Dataset excerpts on object pointing
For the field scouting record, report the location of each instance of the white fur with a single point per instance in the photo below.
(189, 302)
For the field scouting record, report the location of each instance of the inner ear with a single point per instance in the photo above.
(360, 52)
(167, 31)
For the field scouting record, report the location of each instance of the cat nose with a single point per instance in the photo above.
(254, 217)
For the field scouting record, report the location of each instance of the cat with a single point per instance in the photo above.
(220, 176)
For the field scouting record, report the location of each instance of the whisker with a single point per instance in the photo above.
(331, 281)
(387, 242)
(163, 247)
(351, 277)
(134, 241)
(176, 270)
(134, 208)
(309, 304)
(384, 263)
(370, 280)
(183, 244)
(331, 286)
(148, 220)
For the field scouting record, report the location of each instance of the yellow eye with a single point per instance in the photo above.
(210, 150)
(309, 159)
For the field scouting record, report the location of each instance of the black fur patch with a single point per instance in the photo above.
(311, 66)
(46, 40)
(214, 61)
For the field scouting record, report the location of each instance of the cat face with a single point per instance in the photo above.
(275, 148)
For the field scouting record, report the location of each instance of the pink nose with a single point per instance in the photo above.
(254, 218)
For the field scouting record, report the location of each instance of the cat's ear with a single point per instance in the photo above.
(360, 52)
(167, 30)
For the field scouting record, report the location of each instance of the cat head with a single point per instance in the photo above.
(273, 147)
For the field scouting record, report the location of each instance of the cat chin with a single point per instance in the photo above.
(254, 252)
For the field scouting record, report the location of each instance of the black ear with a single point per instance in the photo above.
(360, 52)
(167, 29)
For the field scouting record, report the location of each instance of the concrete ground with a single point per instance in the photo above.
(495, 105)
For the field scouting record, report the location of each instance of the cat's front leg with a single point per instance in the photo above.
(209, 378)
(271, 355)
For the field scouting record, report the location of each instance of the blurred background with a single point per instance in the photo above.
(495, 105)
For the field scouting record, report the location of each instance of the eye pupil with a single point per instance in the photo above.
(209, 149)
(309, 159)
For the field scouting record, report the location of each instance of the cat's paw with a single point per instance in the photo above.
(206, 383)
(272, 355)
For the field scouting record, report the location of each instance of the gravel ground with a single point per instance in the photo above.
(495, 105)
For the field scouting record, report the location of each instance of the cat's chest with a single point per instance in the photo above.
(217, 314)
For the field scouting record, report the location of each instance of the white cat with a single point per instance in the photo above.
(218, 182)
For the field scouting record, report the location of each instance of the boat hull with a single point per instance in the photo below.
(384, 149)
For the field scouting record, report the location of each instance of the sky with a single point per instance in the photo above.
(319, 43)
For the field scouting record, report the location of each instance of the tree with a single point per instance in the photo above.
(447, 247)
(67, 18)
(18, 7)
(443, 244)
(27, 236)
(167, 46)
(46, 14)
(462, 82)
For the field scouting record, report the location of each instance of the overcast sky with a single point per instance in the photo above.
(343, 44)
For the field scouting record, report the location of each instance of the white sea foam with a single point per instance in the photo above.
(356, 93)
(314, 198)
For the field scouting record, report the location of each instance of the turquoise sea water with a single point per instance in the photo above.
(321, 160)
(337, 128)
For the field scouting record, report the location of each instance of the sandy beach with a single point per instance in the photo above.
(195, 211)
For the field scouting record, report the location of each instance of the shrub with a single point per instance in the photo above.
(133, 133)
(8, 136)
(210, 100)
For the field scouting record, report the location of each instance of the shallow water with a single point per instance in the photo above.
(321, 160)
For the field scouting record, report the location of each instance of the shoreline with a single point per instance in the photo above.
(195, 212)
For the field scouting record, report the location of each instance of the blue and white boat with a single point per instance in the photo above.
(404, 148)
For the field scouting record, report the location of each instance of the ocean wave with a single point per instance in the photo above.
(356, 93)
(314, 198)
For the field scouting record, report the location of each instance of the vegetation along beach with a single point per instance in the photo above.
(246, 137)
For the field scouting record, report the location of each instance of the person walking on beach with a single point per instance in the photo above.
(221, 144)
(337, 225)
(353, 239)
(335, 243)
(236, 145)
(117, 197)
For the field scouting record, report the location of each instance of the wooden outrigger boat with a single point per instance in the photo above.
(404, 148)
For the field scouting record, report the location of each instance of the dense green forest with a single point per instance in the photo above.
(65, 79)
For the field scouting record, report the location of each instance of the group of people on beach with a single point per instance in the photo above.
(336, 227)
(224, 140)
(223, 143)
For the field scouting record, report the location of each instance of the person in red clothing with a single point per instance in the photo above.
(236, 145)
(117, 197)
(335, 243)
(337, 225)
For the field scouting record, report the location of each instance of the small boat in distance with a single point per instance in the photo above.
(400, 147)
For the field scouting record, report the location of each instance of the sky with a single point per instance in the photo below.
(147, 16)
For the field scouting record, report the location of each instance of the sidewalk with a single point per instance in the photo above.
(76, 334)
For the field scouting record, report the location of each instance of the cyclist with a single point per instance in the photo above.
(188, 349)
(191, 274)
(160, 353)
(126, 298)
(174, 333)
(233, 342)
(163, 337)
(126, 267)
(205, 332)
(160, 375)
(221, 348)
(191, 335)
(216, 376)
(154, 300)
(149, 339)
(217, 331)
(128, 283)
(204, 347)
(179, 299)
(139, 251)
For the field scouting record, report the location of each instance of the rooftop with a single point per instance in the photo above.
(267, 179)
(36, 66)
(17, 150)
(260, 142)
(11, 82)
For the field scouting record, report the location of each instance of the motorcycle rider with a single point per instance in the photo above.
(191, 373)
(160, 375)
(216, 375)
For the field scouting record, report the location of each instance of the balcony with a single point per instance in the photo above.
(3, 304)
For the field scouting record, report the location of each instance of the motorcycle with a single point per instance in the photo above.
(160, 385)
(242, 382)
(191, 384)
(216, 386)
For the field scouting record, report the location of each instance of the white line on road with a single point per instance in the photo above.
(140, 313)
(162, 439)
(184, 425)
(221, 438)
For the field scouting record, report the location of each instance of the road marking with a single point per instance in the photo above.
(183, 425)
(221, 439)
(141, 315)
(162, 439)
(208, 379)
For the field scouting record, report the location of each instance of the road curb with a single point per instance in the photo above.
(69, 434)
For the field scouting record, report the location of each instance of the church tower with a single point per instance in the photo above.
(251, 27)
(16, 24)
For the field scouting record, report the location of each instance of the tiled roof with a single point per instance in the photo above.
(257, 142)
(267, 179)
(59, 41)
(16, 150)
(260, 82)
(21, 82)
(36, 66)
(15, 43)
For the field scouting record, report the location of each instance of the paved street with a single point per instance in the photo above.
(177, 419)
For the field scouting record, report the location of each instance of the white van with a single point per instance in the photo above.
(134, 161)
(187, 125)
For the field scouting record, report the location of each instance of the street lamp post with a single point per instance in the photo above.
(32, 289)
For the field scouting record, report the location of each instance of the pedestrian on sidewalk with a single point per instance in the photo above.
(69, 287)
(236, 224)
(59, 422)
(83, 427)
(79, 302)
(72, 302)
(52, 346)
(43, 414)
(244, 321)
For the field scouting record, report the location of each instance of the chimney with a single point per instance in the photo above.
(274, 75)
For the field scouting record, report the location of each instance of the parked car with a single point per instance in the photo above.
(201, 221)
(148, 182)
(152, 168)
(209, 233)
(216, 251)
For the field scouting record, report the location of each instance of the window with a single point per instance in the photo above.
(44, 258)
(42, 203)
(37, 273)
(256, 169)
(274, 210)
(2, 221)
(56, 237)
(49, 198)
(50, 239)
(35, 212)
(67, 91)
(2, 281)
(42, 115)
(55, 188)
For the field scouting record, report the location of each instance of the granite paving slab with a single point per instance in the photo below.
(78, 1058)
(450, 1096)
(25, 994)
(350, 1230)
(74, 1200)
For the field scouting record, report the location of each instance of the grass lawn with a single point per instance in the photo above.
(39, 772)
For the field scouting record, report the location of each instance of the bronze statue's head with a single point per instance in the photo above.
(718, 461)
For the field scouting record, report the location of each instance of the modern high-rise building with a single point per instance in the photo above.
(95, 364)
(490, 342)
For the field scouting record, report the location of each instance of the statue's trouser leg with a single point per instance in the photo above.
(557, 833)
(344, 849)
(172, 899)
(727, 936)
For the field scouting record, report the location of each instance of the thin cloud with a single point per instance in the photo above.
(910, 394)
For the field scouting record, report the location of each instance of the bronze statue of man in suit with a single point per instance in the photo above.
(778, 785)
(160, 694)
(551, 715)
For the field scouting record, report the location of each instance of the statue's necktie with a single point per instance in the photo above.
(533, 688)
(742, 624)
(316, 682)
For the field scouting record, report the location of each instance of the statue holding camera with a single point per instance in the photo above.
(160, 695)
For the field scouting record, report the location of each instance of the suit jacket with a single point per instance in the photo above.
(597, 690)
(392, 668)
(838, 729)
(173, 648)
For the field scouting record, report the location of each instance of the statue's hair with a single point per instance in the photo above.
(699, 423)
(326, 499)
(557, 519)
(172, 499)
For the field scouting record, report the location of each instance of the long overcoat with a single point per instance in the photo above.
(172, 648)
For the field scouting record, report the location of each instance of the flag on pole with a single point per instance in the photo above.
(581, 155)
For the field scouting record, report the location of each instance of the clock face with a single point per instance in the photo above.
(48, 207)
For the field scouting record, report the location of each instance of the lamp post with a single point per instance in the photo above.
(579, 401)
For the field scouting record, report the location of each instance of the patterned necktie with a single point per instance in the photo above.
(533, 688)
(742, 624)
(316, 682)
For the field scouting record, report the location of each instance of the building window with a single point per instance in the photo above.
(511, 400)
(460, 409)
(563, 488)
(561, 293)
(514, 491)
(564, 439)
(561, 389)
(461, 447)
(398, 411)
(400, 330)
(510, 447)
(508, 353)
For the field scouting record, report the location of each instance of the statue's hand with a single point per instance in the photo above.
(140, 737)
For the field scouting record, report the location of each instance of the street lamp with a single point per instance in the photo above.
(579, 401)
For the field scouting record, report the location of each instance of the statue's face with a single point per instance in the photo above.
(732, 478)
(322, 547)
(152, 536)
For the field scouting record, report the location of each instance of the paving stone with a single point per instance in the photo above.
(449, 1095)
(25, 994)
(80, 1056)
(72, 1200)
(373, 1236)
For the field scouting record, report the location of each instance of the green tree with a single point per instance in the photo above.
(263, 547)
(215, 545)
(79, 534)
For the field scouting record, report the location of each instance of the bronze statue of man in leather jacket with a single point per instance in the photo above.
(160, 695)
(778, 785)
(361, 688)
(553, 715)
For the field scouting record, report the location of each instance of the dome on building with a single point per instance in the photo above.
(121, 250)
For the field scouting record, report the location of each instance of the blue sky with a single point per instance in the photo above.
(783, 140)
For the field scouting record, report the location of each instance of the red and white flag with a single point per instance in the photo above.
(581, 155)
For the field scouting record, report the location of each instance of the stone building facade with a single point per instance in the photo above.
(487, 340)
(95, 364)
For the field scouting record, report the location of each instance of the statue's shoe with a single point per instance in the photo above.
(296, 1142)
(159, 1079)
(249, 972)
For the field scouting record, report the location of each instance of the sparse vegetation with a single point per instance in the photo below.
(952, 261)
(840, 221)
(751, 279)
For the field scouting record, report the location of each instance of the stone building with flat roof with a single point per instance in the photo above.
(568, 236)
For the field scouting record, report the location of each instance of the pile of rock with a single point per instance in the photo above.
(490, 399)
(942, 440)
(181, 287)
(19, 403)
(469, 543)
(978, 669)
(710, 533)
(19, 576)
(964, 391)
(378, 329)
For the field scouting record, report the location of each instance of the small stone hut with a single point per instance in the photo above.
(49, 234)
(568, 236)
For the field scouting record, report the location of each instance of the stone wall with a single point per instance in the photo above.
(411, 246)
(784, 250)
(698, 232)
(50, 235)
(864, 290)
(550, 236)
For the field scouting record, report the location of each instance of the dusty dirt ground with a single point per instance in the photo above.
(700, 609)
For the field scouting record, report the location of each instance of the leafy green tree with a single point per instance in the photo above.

§ Exercise instructions
Everything from the line containing "stone building facade" to the end of the data above should be quoted exactly, please, both ends included, and nothing outside that span.

§ Task output
For the field scouting record, report the location of each instance of the stone building facade with a single point per instance in the photo above.
(487, 340)
(95, 364)
For the field scouting record, report the location of each instance of the statue's shoe with a single point per instance in the photo above.
(296, 1142)
(159, 1079)
(249, 972)
For the field scouting record, report the location of each instance of the sparse vegetation with a single point per instance in the photo below.
(952, 261)
(840, 221)
(751, 279)
For the field scouting record, report the location of each instance of the stone building with flat roof with a single point per instance in the photo above.
(568, 236)
For the field scouting record, report the location of each instance of the pile of rock with a single point per instance in the photo above.
(490, 399)
(942, 440)
(181, 287)
(19, 403)
(469, 543)
(978, 669)
(710, 533)
(19, 576)
(964, 391)
(378, 329)
For the field scouting record, report the location of each instance of the small stone hut with a single point per instance in the photo above.
(49, 234)
(568, 236)
For the field scouting record, report the location of each instance of the stone wall with a single point per instance in the photo above.
(411, 246)
(784, 250)
(698, 232)
(50, 235)
(864, 290)
(550, 236)
For the field scouting record, report the location of each instance of the dusty dirt ground with a single point per instance in the photo above.
(700, 609)
For the field scouting record, report the location of each instance of the leafy green tree with a single point per instance in the photo above.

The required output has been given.